*Article*:
<<<<
Pablo Abitbol is an economist at the Technological University of Bolívar and a member of the Montes de María Regional Space for Peace Construction in Colombia. He studies collective memory, cultural change, and deliberative democracy in an effort to restabilize the territories in Montes de María and Cartagena that were impacted by years of violence. Many of those territories are still governed by corrupt actors that neglect public institutions like education and mental health services. Abitbol works with local leaders to restore the voices of those who have been excluded from the democratic process and political decision-making within their own communities.
“Our approach is to create spaces and processes of democratic deliberation within these communities. We are trying to reincorporate into the democratic process its heart, which is what Amartya Sen calls government by discussion—exchange of arguments, being able to listen attentively and respectfully to others’ positions and worldviews, and being open to reconciling your own worldviews and perceptions with those of other people.
“One thing that emerged from these deliberative assemblies, which is what we call our specific design, is the precariousness of mental health services for these kinds of rural communities. They’re often totally absent or harm-producing.
>>>>
*Information supplied*:
<<<<
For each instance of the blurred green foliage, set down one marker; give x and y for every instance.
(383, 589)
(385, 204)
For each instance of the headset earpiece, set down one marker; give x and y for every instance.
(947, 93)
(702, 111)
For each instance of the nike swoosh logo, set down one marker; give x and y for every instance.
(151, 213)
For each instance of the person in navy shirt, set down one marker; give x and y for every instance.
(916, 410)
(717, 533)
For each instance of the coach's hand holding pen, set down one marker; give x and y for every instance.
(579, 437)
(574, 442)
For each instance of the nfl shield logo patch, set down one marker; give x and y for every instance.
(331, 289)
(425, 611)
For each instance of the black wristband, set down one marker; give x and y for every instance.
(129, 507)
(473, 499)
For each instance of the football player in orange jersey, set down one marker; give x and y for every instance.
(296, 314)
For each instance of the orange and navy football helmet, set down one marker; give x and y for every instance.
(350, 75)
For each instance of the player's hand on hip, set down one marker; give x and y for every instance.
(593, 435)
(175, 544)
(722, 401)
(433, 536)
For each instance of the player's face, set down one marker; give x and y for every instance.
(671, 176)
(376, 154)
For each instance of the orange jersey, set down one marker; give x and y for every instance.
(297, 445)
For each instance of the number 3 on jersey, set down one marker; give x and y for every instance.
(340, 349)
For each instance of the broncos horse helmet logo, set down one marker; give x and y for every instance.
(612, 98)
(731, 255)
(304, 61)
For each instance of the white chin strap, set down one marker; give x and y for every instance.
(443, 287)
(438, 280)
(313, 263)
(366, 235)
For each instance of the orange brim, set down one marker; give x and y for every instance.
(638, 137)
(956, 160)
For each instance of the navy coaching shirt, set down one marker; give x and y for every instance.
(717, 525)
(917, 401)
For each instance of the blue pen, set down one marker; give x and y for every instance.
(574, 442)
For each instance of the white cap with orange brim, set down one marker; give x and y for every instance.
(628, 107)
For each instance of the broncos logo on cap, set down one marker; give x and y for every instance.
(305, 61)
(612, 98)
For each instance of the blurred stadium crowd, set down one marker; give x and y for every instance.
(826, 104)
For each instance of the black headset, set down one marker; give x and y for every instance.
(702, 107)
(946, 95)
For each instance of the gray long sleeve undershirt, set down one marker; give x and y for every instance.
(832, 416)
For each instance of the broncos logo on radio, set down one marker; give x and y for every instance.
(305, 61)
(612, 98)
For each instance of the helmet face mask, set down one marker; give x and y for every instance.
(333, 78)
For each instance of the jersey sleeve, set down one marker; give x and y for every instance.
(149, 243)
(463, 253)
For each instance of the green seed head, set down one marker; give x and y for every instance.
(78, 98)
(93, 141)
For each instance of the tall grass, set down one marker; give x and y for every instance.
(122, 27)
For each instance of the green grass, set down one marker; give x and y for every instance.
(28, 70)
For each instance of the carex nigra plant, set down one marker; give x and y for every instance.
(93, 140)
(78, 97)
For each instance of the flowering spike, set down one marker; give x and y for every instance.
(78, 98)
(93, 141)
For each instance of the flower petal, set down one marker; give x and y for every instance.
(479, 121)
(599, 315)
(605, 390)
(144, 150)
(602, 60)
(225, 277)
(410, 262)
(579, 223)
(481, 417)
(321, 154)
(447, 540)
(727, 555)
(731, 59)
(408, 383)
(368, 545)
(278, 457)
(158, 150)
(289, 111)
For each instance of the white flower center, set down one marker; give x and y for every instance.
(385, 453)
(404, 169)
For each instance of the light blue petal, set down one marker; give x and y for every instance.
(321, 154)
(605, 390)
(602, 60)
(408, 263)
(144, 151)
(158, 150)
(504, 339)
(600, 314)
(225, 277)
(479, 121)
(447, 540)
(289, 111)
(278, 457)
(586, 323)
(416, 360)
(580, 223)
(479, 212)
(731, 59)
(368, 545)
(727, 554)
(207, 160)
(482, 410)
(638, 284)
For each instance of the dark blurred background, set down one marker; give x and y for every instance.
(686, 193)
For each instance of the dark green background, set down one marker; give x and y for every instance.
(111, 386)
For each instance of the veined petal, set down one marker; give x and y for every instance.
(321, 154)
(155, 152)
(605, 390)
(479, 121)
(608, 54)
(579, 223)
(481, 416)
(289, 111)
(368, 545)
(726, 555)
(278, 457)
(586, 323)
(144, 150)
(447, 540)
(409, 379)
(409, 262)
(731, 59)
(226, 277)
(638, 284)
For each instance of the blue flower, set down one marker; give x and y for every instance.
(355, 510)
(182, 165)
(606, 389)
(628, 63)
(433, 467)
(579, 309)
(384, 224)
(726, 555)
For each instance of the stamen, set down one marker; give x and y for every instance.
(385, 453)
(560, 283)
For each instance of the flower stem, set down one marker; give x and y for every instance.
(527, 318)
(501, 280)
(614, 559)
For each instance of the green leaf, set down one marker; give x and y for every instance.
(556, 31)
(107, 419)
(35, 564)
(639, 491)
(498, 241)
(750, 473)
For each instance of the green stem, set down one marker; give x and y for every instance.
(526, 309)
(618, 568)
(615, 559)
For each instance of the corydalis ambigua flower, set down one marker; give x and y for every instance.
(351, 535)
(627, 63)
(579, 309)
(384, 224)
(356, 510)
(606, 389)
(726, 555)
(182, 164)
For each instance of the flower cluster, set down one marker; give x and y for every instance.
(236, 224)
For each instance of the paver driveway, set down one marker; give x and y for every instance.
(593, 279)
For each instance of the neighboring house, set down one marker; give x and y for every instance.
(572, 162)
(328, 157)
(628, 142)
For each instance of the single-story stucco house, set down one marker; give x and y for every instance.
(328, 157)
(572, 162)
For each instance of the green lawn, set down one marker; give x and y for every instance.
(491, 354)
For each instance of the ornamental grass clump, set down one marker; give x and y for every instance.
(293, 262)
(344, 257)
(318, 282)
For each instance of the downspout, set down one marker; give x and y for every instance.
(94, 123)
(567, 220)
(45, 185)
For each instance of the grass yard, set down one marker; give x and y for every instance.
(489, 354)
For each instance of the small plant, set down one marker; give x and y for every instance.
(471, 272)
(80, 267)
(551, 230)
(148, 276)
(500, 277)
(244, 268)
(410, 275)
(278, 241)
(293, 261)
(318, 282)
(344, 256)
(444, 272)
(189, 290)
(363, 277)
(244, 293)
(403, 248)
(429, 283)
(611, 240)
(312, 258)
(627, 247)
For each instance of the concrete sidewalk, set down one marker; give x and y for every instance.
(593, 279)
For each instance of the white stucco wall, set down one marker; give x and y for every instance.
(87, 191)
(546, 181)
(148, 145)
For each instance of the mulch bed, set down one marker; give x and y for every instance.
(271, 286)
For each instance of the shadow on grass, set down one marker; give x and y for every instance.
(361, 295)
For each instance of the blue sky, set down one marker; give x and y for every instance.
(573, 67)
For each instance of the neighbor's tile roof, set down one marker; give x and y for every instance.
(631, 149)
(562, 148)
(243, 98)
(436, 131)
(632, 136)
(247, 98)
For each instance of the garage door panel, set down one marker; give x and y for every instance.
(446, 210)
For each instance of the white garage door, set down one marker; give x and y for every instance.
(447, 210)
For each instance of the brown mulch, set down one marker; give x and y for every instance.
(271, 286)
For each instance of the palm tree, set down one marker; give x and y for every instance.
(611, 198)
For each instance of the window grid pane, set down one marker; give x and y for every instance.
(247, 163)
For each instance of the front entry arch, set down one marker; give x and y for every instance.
>>>>
*Written request*: Could you carry on the piece about Pablo Abitbol's peace work in Montes de María, starting right after its last sentence?

*Expected answer*:
“But given the absence of good mental services for these communities, many have developed their own practices for taking care of themselves. A paradigmatic example is the tejedoras, the weavers of Mampuján, a group of displaced women from the town of Mampuján. They were displaced by paramilitaries and had to resettle. A lot of pain, a lot of trauma. The women started gathering to make sancocho, which is a delicious soup that is typical of the region, and to take care of their hair. And then they started producing tapestries. Those tapestries tell the memory of their displacement and their resistance, and they have become an incredible work of art that is now in the National Museum of Colombia. And now they have their own museum of Mampuján. That is a clear example of how, in the absence of the institutional service of mental health, they developed their own way of healing anchored in their traditions.
“We have deliberated about how to connect local practices with institutions so that institutions might offer a better kind of service that is more connected with their communities. If you want to have better mental health services, or any other kind of service—state services, public services—you have to change the way that politics is done.”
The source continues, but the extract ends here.